Alternative optimisations for insertion #980

HuwCampbell · 2024-01-11T08:36:16Z

This is to open the conversation. I haven't looked at the strict version or gone 100% at this stage.

I'm not convinced that the (unsafe) optimisations for identical pointers is worth the complexity, and it hurts performance for inserts of new elements and the replacement of elements compared to this version.

Here, instead of checking pointer equality, we instead pass upwards whether a rebalance is required.

Old
  insert absent:                  OK (5.11s)
    309  μs ± 9.5 μs
  insert present:                 OK (2.05s)
    249  μs ±  21 μs
  insert alternate:               OK (2.09s)
    253  μs ±  21 μs
  insertWith absent:              OK (2.61s)
    313  μs ±  16 μs
  insertWith present:             OK (2.16s)
    260  μs ±  22 μs

New
  insert absent:                  OK (2.90s)

> [Written instruction 1] Reproduce the passage from the thread on insertion optimizations, starting at "This is to open" and ending at "to this version.".
> [Written instruction 2] In the thread on insertion optimizations, what does the proposed version pass upwards in place of checking pointer equality?

> [Supplied data]
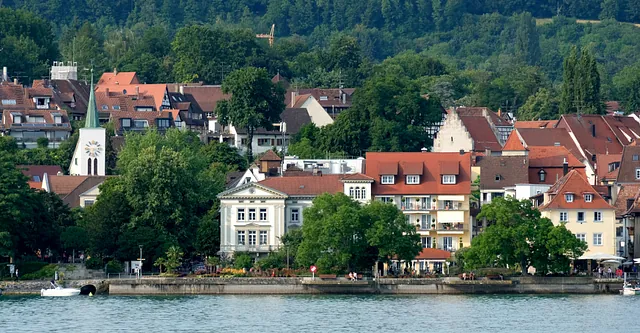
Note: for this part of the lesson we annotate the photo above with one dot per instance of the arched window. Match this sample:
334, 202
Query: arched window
542, 174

> [Complete response 1]
This is to open the conversation. I haven't looked at the strict version or gone 100% at this stage.

I'm not convinced that the (unsafe) optimisations for identical pointers is worth the complexity, and it hurts performance for inserts of new elements and the replacement of elements compared to this version.

> [Complete response 2] Whether a rebalance is required.